__Stated goal__. Locate each line in the records below that contains the word "hazy", and copy every such line out in full.

__Dataset excerpts__.
····················

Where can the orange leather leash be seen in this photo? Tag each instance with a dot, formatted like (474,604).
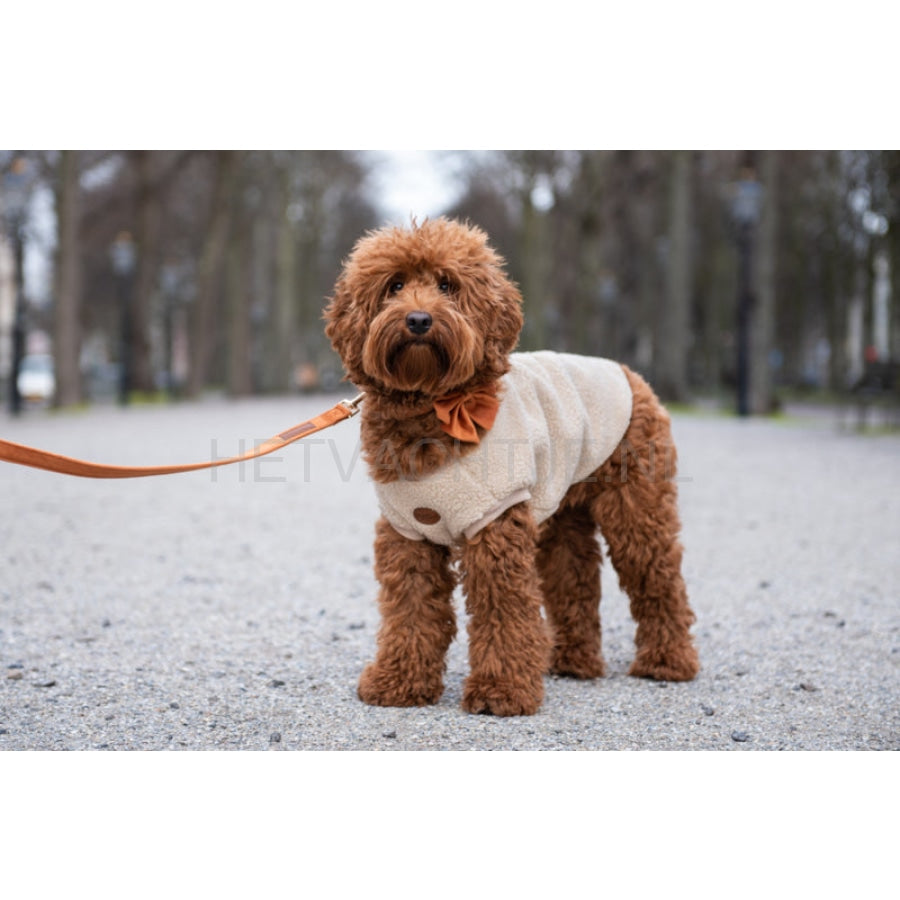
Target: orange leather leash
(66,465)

····················

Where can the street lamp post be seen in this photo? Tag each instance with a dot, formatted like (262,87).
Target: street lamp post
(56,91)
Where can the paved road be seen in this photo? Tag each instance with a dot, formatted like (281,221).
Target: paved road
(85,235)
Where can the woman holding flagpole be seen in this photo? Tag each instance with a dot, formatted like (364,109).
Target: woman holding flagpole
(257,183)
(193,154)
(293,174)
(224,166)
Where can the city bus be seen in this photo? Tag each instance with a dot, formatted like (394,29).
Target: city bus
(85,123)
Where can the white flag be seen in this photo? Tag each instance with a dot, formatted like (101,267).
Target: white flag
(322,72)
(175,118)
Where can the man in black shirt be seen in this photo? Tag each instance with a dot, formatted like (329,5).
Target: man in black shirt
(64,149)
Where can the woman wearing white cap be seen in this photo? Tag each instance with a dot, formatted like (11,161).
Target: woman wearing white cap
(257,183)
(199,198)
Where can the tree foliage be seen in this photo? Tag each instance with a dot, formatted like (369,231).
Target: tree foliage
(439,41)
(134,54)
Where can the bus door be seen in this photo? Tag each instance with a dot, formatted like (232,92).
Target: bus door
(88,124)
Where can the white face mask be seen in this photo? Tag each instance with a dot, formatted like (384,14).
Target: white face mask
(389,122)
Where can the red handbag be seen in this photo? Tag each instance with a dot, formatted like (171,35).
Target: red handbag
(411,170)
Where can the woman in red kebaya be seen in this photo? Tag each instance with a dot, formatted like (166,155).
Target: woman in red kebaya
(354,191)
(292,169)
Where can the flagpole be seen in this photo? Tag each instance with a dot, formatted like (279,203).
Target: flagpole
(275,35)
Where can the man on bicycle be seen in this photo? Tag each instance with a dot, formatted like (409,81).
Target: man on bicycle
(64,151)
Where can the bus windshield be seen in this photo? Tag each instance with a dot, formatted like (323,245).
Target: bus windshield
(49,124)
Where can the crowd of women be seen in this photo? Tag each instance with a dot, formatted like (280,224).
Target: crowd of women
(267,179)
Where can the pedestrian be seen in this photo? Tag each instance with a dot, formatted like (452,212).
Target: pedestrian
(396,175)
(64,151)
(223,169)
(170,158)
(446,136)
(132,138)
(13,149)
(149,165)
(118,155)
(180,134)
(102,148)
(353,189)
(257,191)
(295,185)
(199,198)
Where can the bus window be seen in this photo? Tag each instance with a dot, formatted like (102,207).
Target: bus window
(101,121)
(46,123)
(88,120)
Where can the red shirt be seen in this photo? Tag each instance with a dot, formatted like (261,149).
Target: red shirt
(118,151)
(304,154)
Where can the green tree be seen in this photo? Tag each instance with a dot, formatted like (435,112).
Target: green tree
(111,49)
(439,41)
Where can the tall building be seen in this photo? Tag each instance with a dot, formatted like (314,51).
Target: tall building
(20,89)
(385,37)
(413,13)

····················

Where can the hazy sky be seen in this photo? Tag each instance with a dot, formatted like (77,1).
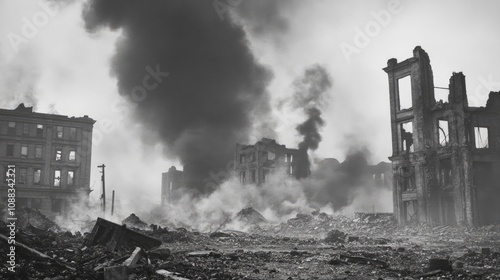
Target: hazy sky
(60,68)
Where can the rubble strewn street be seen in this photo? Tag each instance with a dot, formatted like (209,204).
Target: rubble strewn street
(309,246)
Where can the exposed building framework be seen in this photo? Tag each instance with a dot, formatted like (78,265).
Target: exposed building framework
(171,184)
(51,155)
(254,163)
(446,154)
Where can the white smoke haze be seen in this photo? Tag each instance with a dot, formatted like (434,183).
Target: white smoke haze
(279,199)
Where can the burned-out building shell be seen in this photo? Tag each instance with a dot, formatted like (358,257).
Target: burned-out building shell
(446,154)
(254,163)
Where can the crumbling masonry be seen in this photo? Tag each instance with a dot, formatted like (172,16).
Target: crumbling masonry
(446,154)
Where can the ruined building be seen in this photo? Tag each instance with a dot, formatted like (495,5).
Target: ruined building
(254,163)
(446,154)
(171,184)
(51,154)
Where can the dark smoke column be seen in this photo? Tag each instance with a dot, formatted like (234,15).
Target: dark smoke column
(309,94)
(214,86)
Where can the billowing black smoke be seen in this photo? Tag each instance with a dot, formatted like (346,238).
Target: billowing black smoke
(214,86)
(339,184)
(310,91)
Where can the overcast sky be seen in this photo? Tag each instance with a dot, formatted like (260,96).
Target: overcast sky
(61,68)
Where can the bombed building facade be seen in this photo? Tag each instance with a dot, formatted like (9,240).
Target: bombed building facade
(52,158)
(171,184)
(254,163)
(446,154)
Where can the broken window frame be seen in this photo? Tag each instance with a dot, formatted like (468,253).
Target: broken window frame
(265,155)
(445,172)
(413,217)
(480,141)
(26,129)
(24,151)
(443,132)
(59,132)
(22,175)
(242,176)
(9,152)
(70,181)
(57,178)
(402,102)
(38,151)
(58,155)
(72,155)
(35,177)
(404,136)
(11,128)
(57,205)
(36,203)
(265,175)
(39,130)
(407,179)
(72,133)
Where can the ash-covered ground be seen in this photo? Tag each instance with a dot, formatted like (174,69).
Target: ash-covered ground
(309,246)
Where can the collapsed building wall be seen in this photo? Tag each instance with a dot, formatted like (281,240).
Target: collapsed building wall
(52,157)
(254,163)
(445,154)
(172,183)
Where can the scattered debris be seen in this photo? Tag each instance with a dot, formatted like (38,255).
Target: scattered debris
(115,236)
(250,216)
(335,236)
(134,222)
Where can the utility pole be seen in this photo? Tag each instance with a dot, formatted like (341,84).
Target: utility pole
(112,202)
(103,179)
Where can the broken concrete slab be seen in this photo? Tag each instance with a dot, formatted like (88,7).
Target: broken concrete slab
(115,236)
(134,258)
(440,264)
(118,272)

····················

__In response__.
Where can the hazy sky be seen in this photo? Tag each instance with a dot, formatted like (77,1).
Target: hazy sky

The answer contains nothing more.